--- START DATA PROVIDED ---

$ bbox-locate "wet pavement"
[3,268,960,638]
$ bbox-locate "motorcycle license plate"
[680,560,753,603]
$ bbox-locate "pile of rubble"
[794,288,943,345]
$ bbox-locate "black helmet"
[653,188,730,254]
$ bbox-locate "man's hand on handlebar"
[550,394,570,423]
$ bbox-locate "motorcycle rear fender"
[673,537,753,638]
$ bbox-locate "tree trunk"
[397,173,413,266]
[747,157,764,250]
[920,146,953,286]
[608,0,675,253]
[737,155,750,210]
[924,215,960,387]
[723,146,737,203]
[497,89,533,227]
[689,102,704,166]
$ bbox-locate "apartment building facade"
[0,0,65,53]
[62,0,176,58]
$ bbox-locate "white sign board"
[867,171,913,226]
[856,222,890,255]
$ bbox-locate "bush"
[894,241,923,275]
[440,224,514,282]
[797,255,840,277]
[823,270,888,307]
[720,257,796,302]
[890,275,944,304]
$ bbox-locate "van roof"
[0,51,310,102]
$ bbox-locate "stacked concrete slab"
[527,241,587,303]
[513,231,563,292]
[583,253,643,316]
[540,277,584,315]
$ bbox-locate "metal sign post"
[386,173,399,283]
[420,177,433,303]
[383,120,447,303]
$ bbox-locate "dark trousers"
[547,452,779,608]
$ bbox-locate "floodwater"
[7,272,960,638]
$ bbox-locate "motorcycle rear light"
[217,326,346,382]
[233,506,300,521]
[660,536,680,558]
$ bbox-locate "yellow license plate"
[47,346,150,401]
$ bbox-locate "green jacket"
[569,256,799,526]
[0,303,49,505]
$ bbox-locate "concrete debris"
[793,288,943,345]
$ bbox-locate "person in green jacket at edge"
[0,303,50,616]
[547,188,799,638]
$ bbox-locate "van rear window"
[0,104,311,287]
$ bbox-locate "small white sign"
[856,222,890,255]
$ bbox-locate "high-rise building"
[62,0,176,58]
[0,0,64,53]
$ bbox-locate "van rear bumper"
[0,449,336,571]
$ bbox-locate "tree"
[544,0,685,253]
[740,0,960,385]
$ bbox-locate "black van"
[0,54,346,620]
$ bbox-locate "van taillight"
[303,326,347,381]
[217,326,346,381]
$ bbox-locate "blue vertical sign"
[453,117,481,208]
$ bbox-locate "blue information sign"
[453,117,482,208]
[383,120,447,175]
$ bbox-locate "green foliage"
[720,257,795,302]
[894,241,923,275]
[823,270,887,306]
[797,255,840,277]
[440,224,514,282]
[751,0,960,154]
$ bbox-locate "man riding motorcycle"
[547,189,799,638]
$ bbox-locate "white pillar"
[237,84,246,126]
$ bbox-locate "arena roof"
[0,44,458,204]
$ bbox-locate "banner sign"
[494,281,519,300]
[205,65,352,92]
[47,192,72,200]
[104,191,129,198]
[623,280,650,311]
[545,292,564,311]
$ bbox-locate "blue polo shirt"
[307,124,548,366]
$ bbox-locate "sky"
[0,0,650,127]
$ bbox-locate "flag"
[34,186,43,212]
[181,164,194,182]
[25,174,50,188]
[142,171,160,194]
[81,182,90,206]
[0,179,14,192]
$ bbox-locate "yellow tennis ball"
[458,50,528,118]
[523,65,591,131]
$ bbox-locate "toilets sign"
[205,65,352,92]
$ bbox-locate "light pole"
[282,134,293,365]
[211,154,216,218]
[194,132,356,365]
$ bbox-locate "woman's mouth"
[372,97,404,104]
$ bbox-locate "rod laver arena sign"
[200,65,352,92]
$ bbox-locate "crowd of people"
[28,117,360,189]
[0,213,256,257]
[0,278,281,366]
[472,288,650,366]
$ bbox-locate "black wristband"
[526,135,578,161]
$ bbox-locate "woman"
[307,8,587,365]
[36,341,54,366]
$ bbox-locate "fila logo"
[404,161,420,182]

--- END DATA PROVIDED ---
--- START DATA PROVIDED ---

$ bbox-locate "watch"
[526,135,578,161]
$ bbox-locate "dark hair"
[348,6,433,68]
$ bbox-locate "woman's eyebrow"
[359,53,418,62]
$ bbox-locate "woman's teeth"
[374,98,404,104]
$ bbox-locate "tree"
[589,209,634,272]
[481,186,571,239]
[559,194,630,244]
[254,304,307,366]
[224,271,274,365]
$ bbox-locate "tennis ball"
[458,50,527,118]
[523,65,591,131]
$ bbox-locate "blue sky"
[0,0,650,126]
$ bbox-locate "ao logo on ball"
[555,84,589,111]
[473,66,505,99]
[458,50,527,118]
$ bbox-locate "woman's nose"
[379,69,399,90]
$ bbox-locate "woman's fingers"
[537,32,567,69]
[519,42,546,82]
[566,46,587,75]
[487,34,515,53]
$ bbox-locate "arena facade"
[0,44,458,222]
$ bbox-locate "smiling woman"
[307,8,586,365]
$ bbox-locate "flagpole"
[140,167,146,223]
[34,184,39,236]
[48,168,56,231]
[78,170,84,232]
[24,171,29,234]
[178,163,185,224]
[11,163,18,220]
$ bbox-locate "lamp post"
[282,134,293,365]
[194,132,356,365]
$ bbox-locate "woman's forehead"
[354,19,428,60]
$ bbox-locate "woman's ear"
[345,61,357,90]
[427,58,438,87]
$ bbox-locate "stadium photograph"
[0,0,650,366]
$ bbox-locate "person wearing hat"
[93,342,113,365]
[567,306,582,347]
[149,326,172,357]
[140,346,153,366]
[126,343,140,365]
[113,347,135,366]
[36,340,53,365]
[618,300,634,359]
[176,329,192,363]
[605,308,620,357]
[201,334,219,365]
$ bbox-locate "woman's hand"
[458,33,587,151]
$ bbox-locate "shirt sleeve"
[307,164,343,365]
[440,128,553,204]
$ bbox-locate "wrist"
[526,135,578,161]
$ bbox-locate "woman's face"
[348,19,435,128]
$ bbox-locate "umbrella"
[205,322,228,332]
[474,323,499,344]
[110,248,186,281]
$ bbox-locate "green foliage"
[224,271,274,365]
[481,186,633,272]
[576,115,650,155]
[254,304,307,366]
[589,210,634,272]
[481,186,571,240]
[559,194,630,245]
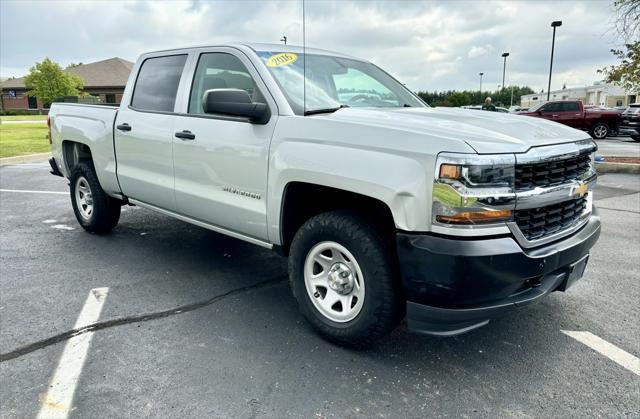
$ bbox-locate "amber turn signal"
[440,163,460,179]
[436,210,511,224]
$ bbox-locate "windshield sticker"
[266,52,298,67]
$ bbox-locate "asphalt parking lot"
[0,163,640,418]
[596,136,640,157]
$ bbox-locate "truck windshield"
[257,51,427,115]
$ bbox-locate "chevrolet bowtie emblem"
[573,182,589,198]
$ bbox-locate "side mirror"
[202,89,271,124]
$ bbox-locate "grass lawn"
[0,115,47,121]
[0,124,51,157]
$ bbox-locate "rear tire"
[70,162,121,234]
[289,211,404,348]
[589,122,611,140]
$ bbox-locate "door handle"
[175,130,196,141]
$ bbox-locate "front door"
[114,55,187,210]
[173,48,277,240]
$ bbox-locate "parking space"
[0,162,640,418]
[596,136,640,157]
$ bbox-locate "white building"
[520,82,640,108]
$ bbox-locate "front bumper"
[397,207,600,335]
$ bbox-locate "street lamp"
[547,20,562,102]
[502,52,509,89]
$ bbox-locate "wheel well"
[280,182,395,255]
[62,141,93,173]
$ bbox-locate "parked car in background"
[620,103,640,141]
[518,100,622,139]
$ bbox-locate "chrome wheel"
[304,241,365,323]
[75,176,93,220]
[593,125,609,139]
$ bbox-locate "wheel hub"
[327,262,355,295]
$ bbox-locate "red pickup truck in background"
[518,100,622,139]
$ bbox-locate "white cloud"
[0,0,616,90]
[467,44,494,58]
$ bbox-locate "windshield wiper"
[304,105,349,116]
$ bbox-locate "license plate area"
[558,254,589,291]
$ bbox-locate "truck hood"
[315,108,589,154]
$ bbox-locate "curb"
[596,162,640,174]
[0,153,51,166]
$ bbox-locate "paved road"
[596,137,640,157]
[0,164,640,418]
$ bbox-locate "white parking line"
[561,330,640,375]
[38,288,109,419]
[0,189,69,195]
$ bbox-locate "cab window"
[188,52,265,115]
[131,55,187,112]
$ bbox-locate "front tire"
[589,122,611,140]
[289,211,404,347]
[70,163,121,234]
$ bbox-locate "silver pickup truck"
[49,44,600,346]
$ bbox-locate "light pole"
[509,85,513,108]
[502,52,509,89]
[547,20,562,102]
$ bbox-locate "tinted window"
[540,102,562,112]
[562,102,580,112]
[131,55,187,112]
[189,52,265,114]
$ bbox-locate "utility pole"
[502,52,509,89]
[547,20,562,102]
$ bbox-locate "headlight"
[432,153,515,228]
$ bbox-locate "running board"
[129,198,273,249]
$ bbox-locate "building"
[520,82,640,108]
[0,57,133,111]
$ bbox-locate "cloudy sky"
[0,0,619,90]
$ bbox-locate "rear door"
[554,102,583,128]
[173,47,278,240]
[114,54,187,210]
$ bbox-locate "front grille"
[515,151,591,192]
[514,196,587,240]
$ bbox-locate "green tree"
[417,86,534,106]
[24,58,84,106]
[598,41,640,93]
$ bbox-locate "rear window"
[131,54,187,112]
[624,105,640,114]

--- END DATA PROVIDED ---

• **PROBLEM TO WORK ON**:
Return every line above that contains the string "tire", treating uppercase and lowercase as different.

• **EXERCISE ANSWER**:
$ bbox-locate "rear tire"
$ bbox-locate "front tire"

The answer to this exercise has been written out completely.